• [TASK STATEMENT]: Quote word for word the part of the market report below that runs from "Indian markets saw" to "at some point.".

• [QUOTED PASSAGE]:
=-=-=
Indian markets saw massive sell-off yesterday, with both Sensex and Nifty closing at record lows. This sell off was attributed to the global market situation, ever since Russia inched closer to invading Ukraine, calling for panic in global financial markets. However, Indian markets recovered today to gain back some of yesterday’s losses, though tech and startup stocks continue to remain under severe pressure.

Zomato for instance, which listed at a premium of nearly 50% and was among few of those tech startup stocks that listed well, is way below that price. At the time of writing this piece, the stock was trading nearly 40% below from its all time high. Currently trading at ₹76.20, the stock is edgingly close to its listing price of ₹76. Experts believe it will go down even further, and may well hit ₹50 at some point.

The stock slump for Zomato started almost the next day post its earnings report. The numbers failed to excite investors, with flat growth and literal de-growth in certain figures. With COVID-19 forcing people to eat indoors, experts actually expected a spike in revenue from food delivery business. On a year-on-year (“YoY”) basis, Zomato saw a 78% growth in Adjusted Revenue to ₹1420 crore ($190 million). However, on a sequential quarter-on-quarter (“QoQ”) basis, it was a flat quarter. Revenue from operations grew by ~9% QoQ, while the customer delivery charges de-grew by 22%. This was driven by ₹7.5 per order reduction in customer delivery charges in Q3 FY22 as compared to Q2 FY22.
=-=-=
• [DATA TO EXAMINE]:

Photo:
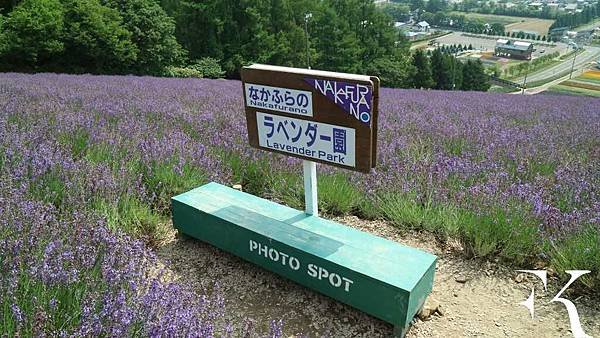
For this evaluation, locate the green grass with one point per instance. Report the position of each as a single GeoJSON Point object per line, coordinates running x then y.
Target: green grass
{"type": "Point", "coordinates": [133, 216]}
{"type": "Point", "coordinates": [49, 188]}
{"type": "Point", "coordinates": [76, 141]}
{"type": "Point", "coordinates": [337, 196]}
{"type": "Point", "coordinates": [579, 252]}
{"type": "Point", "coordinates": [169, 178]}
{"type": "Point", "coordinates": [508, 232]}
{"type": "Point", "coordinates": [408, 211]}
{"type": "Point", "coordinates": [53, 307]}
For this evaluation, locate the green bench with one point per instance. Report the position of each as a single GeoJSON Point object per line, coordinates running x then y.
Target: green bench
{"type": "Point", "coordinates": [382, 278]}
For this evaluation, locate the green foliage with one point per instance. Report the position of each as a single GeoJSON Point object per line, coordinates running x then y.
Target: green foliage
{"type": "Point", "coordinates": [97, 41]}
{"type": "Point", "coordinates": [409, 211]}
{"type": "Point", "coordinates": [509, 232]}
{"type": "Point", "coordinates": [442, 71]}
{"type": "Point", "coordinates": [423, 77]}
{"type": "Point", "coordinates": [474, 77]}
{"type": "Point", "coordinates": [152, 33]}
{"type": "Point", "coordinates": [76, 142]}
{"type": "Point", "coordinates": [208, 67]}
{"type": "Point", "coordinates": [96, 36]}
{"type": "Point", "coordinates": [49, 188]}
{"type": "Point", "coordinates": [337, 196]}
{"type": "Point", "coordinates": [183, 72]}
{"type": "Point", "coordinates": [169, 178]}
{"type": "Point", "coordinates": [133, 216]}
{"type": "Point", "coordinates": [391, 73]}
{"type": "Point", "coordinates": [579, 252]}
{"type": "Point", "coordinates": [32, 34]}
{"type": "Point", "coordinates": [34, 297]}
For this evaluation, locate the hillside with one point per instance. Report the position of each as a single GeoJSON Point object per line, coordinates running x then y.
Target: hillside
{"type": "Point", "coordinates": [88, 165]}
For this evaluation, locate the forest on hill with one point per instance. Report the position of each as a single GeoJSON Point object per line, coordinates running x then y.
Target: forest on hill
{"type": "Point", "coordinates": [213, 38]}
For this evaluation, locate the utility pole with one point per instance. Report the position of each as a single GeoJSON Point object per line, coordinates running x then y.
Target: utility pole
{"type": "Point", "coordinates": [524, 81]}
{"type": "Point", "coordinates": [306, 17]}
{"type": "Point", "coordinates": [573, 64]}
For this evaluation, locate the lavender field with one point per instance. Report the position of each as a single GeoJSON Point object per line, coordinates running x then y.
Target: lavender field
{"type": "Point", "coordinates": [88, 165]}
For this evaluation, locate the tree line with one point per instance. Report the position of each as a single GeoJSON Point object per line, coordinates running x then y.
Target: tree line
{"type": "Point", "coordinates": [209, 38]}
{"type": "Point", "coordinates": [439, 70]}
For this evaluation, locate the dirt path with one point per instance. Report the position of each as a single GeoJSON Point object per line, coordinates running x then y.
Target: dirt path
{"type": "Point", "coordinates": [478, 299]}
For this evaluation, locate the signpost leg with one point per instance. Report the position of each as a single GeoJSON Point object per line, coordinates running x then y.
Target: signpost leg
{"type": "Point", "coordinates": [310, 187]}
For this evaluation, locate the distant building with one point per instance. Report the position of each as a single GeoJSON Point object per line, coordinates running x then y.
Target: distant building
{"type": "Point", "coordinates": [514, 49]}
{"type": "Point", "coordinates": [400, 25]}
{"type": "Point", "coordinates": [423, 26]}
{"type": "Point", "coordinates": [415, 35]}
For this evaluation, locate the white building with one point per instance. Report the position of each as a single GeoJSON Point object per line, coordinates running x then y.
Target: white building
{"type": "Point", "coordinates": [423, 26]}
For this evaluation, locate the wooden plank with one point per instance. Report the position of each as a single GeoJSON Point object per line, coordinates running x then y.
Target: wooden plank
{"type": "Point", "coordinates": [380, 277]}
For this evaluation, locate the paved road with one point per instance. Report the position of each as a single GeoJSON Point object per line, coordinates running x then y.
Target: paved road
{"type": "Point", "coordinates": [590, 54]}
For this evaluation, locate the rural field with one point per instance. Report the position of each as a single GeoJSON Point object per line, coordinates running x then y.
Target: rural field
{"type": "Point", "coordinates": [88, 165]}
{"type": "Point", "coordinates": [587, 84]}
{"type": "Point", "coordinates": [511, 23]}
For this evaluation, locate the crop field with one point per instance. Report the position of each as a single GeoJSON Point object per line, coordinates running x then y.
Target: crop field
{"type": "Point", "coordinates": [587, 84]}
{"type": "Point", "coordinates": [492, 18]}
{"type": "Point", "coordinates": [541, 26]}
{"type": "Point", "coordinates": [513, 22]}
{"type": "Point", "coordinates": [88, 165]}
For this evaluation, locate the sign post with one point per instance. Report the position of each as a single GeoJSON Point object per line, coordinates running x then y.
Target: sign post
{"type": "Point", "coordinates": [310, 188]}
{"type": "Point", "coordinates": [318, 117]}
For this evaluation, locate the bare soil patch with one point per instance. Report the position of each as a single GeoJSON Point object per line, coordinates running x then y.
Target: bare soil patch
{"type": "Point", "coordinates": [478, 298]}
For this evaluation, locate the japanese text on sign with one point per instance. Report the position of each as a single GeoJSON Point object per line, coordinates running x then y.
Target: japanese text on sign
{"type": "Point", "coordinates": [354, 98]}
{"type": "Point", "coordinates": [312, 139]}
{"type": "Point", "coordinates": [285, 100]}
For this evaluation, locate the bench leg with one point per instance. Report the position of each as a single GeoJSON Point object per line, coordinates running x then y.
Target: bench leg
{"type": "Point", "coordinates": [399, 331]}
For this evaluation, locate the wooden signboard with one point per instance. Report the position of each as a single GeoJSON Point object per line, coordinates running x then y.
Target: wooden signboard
=-=-=
• [RESULT OF THIS EXERCISE]:
Indian markets saw massive sell-off yesterday, with both Sensex and Nifty closing at record lows. This sell off was attributed to the global market situation, ever since Russia inched closer to invading Ukraine, calling for panic in global financial markets. However, Indian markets recovered today to gain back some of yesterday’s losses, though tech and startup stocks continue to remain under severe pressure.

Zomato for instance, which listed at a premium of nearly 50% and was among few of those tech startup stocks that listed well, is way below that price. At the time of writing this piece, the stock was trading nearly 40% below from its all time high. Currently trading at ₹76.20, the stock is edgingly close to its listing price of ₹76. Experts believe it will go down even further, and may well hit ₹50 at some point.